Retype the material below line for line, leaving out the pictures.

--- start of DATA SECTION ---

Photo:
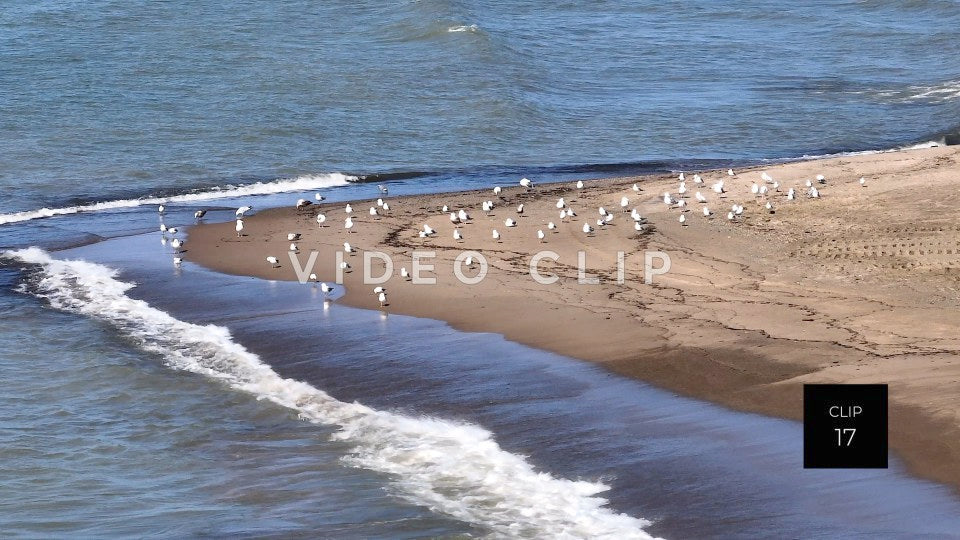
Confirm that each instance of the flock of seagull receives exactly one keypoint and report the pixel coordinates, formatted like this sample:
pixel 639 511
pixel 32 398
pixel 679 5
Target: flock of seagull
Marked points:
pixel 765 191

--- end of DATA SECTION ---

### EXERCISE RESPONSE
Photo:
Confirm that each instance of the flock of seagull receives exactly one keypoint and report the pixel coordinates, formatted like this sample:
pixel 639 511
pixel 32 398
pixel 679 5
Target: flock of seagull
Marked points:
pixel 765 191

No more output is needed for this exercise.